* BEGIN Selected passage *
I was burst into tears when the house owner 's knocking the door to wake me up and I let myself to cry in his arms .....and he offer to drive me home, while MY FRIEND was still playing KINCET.

Gosh......I felt so embarrassed now...... I am a grow up woman...and still burst into tears because of my dream......and because of someone who I will never see in my life, what is going on withe me?

and of course, good luck to MY FRIEND, I am so going to kill him when the next time I see HIM!!!!!!

3 March 2011

Gosh......what if I can't find another Mr. D, who does know me......

Gosh....when I was watching modern family season 2 ep. 16, I miss Mr. D badly......

I know I know, he has totally forgot about me , and it's a good thing for him, I was a disaster!

It just......I never know myself, I never know what I am good at......and he seems to be the only guy who knows me more than myself......

After listening to a lot of stories from my friends, most of my female friends keep complain that their partners/boyfriends never able to get them any gift which they truly like...but ...Mr. D always get it right for me, it's amazing! He always know what I want, and I don't have to say a word......
* END Selected passage *
* BEGIN Given information *
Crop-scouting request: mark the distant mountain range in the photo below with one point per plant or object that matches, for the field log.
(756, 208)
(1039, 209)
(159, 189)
* END Given information *
» Set of tasks
[a] Transcribe the part of the diary entry about Mr. D that opens with the words containing "I was burst" and closes with "I see HIM!!!!!!".
[b] Pick up the diary entry about Mr. D after its last sentence and continue writing it.

» Answers to the exercises
[a]
I was burst into tears when the house owner 's knocking the door to wake me up and I let myself to cry in his arms .....and he offer to drive me home, while MY FRIEND was still playing KINCET.

Gosh......I felt so embarrassed now...... I am a grow up woman...and still burst into tears because of my dream......and because of someone who I will never see in my life, what is going on withe me?

and of course, good luck to MY FRIEND, I am so going to kill him when the next time I see HIM!!!!!!

[b]
Of course, on the other hand......I am not sure what he wants, and ...... in somehow......I was scared......I never have any confidence, and when compare with my exes, Mr. D is really not as good as them from his family backgrounds, education and other factors, but he was the only one who knows me, and I was scared when I was with him, because he is the only man who can tell what I want all the time, he knows me more than myself, yet the only weakness was......he was not mature enough to lead me ......I never understand him....as ...it seems he knew me, but why he has to do things which he knew I would be soooooooo sad? After all these years, I have to accept the fact that, "he is not that into me"......

I have to remind myself...when guys who truly into me...even they are not able to know me deeply.......they would never try to do things in order to challenge my limit! My limited is easy to tell! no one beside Mr. D would push me to the corner.

Why am I always meet the guys in the wrong timing? I met a man who wanted to marry me, and a man who I wanted to marry with......but as always, always met them in the wrong timing!

I know...it's my problem! I always want someone who knows me, yet....for someone who knows me, he has to have the ability to calm me down as well....as ......I am lack of confidence...... I never truly believe in myself and "marriage"...even that's what I want......

p.s. don't worry all my friends, (I don't think any of you will look into my crappy notes here! My click rate should be zero everyday~anyways) I am  over Mr. D...it just .......I miss to be with someone who knows me deeply......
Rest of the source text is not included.